* What needs to be done
Edit the data below by replacing every "img_query" with "image_query" and changing nothing else. Omit the picture markers from your version.

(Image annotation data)
============================================================

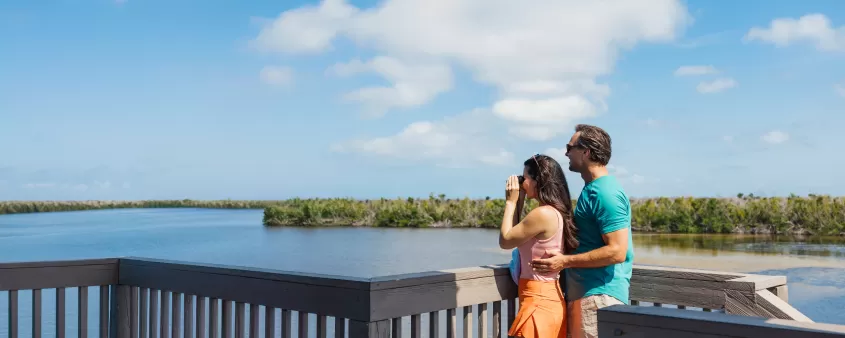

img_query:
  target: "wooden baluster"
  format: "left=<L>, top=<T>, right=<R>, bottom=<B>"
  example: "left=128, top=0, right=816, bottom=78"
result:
left=9, top=290, right=18, bottom=338
left=282, top=309, right=293, bottom=338
left=76, top=286, right=88, bottom=338
left=266, top=306, right=276, bottom=338
left=390, top=317, right=402, bottom=338
left=129, top=286, right=140, bottom=338
left=159, top=291, right=173, bottom=338
left=411, top=314, right=422, bottom=338
left=208, top=298, right=216, bottom=338
left=477, top=303, right=488, bottom=338
left=56, top=288, right=67, bottom=338
left=138, top=288, right=150, bottom=338
left=196, top=295, right=208, bottom=338
left=182, top=293, right=195, bottom=338
left=493, top=301, right=502, bottom=338
left=32, top=289, right=42, bottom=338
left=317, top=314, right=329, bottom=338
left=99, top=285, right=111, bottom=338
left=428, top=311, right=440, bottom=338
left=235, top=302, right=246, bottom=338
left=461, top=306, right=472, bottom=338
left=297, top=311, right=308, bottom=338
left=170, top=292, right=182, bottom=338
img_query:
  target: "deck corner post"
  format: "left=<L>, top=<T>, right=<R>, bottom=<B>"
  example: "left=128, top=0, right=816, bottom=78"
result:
left=349, top=319, right=390, bottom=338
left=109, top=285, right=130, bottom=338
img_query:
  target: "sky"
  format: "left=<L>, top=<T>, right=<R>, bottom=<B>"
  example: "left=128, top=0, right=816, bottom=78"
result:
left=0, top=0, right=845, bottom=200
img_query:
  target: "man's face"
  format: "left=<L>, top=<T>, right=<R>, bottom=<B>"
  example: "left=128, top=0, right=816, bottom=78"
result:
left=566, top=132, right=587, bottom=173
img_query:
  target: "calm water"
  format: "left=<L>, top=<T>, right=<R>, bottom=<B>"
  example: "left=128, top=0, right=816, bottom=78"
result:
left=0, top=209, right=845, bottom=337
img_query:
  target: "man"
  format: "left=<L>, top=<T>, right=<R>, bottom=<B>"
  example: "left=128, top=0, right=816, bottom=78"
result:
left=532, top=125, right=634, bottom=338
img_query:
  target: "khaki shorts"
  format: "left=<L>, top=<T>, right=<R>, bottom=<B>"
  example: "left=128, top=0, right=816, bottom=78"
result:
left=566, top=295, right=622, bottom=338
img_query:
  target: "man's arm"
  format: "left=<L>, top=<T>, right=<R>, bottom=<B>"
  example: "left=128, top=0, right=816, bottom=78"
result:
left=531, top=190, right=630, bottom=272
left=562, top=228, right=628, bottom=268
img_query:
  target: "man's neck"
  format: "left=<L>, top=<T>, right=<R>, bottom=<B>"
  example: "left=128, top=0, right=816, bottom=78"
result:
left=581, top=165, right=608, bottom=184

============================================================

* Exercise result
image_query:
  target: "wooden baluster"
  format: "left=<L>, top=<T>, right=<R>, bottom=<B>"
  example: "left=128, top=0, right=816, bottom=78"
result:
left=9, top=290, right=18, bottom=338
left=282, top=309, right=293, bottom=338
left=76, top=286, right=88, bottom=338
left=266, top=306, right=276, bottom=338
left=390, top=317, right=402, bottom=338
left=129, top=286, right=140, bottom=338
left=159, top=291, right=173, bottom=338
left=411, top=314, right=422, bottom=338
left=208, top=298, right=216, bottom=338
left=477, top=303, right=488, bottom=338
left=56, top=288, right=67, bottom=338
left=138, top=288, right=150, bottom=338
left=196, top=295, right=208, bottom=338
left=182, top=293, right=195, bottom=338
left=493, top=301, right=502, bottom=338
left=32, top=289, right=42, bottom=338
left=317, top=314, right=329, bottom=338
left=99, top=285, right=111, bottom=338
left=428, top=311, right=440, bottom=338
left=235, top=302, right=246, bottom=338
left=461, top=306, right=472, bottom=338
left=297, top=311, right=308, bottom=338
left=170, top=292, right=182, bottom=338
image_query:
  target: "deck corner post"
  format: "left=<L>, top=<T>, right=<R>, bottom=<B>"
  example: "left=128, top=0, right=816, bottom=78"
result:
left=349, top=319, right=390, bottom=338
left=109, top=285, right=130, bottom=338
image_query:
  target: "sky"
  format: "left=<L>, top=<T>, right=<R>, bottom=<B>"
  example: "left=128, top=0, right=816, bottom=78"
result:
left=0, top=0, right=845, bottom=200
image_query:
  target: "man's face"
  format: "left=<L>, top=<T>, right=<R>, bottom=<B>"
  example: "left=128, top=0, right=816, bottom=78"
result:
left=566, top=132, right=587, bottom=173
image_query:
  target: "calm water"
  format: "left=<L>, top=<T>, right=<R>, bottom=<B>"
  example: "left=128, top=0, right=816, bottom=78"
result:
left=0, top=209, right=845, bottom=337
image_query:
  target: "man"
  format: "left=<L>, top=<T>, right=<R>, bottom=<B>"
  example: "left=128, top=0, right=816, bottom=78"
result:
left=532, top=125, right=634, bottom=338
image_query:
  target: "khaki shorts"
  format: "left=<L>, top=<T>, right=<R>, bottom=<B>"
  example: "left=128, top=0, right=816, bottom=78"
result:
left=566, top=295, right=622, bottom=338
image_query:
  target: "man's arm"
  format: "left=<L>, top=<T>, right=<R>, bottom=<B>"
  example: "left=128, top=0, right=816, bottom=78"
result:
left=531, top=190, right=630, bottom=272
left=562, top=228, right=628, bottom=268
image_query:
  target: "man's neck"
  format: "left=<L>, top=<T>, right=<R>, bottom=<B>"
  example: "left=128, top=0, right=816, bottom=78"
result:
left=581, top=165, right=608, bottom=184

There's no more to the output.